EXERCISE DESCRIPTION:
Gather each line in the items below that contains the string "ceiling", matching case exactly.

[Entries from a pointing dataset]
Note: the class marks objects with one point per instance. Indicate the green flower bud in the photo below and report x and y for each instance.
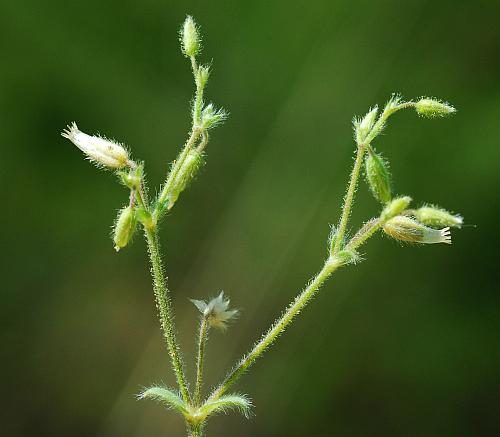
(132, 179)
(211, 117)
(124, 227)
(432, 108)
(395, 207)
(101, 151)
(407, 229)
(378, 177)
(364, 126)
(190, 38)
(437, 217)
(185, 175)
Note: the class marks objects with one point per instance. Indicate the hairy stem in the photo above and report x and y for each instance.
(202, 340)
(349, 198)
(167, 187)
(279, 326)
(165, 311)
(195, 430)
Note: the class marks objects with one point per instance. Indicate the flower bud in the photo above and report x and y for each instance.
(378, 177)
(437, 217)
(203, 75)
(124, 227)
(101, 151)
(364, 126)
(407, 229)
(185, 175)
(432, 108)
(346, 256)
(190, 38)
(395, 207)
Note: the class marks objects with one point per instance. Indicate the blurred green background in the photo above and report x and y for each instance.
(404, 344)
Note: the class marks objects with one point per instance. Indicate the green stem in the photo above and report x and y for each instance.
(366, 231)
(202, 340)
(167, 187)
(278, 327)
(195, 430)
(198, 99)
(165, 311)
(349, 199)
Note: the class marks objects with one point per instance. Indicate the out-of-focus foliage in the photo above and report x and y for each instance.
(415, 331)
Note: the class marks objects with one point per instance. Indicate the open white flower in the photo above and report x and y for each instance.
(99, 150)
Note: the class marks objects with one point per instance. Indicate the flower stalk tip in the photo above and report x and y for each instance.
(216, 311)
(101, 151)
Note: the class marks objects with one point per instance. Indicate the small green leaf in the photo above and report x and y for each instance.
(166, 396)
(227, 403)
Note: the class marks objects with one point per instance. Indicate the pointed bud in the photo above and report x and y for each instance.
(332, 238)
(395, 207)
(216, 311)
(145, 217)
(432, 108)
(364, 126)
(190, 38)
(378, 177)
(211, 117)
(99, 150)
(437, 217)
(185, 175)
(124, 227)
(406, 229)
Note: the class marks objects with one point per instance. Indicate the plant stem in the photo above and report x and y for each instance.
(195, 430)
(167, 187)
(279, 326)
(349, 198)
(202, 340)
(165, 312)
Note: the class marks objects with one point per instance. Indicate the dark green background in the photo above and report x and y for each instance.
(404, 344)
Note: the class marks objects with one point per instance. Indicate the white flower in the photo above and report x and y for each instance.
* * *
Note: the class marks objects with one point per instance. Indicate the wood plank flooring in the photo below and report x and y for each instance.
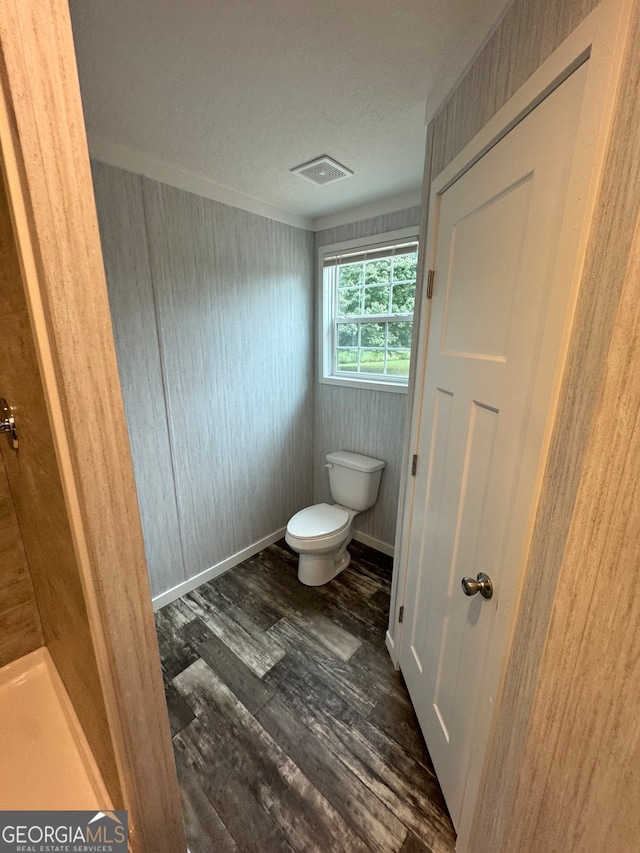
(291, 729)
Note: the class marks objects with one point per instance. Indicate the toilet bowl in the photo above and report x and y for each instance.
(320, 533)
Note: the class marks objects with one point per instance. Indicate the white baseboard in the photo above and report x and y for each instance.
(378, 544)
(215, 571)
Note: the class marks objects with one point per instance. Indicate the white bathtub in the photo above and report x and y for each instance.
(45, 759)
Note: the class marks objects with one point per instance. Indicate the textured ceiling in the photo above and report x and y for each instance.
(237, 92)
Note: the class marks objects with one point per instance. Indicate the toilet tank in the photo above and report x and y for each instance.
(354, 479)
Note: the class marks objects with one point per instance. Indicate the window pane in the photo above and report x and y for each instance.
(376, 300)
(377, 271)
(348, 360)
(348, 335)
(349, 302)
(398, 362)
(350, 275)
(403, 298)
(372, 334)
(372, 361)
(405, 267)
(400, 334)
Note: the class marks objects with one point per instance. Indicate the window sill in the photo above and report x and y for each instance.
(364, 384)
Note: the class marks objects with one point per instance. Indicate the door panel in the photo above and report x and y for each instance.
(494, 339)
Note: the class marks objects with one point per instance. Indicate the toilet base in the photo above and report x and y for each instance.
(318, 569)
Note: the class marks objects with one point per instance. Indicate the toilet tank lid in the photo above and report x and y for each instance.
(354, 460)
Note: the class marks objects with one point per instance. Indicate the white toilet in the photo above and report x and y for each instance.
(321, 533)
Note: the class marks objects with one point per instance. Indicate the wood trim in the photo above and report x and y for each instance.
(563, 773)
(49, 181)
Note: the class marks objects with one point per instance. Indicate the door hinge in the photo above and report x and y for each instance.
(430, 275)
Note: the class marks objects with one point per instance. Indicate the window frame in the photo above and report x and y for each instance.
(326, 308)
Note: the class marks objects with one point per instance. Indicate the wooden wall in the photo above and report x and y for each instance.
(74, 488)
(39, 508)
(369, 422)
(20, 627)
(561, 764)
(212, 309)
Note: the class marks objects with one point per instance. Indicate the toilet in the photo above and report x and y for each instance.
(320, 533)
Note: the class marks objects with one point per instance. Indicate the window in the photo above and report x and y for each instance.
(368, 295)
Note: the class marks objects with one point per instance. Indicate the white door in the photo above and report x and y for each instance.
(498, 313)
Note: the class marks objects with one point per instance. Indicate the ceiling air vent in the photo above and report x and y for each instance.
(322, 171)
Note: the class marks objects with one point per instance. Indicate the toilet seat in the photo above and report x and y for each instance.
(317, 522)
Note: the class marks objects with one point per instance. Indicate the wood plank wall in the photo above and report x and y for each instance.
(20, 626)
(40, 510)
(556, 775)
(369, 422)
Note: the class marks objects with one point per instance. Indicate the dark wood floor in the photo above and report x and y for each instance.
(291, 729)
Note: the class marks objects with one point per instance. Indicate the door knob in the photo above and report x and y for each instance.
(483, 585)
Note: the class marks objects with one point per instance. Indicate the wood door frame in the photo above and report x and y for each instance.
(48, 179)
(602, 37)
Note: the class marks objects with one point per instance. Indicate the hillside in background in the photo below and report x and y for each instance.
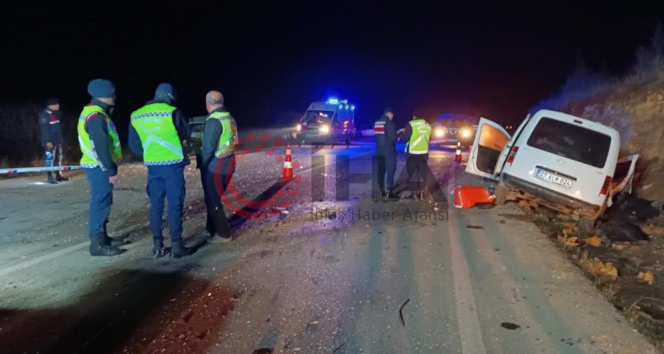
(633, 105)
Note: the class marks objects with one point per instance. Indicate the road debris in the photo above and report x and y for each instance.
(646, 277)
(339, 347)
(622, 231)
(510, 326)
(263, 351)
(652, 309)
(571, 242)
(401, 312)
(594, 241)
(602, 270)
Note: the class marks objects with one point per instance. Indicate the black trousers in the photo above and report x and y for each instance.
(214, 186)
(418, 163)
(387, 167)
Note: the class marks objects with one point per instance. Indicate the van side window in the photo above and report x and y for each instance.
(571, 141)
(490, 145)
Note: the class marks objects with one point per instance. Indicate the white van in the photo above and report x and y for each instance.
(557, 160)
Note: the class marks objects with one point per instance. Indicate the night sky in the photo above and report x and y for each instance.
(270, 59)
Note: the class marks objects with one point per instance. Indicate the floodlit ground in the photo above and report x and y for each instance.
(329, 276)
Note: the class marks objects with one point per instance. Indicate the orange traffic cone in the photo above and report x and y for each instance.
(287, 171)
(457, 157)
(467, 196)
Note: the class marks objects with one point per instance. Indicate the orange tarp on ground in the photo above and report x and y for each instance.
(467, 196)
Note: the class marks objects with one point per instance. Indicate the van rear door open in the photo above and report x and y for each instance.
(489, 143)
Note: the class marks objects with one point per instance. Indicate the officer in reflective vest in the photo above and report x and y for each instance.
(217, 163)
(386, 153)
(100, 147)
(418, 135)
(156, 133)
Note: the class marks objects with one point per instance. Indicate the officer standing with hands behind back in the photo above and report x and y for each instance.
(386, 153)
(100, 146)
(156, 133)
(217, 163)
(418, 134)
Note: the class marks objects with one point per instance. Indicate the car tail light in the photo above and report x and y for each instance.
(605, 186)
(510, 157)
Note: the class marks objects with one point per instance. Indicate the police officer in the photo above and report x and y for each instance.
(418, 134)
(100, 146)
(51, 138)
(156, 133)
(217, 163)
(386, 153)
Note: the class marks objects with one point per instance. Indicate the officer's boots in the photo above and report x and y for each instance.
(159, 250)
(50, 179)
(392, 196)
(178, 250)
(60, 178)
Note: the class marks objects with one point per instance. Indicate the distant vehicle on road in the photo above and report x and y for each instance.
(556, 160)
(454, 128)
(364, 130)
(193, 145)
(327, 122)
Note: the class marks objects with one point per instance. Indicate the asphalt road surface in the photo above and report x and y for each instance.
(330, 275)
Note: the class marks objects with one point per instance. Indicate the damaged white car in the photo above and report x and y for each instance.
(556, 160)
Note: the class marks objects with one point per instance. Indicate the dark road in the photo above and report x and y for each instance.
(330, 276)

RESPONSE TO THE TASK:
Note: the class marks objects with one point per instance. Indicate the textured ceiling in the photo above and report x and y for each instance.
Note: the class marks objects with one point per instance. Indicate the ceiling air vent in the photo above and report x and y for each instance.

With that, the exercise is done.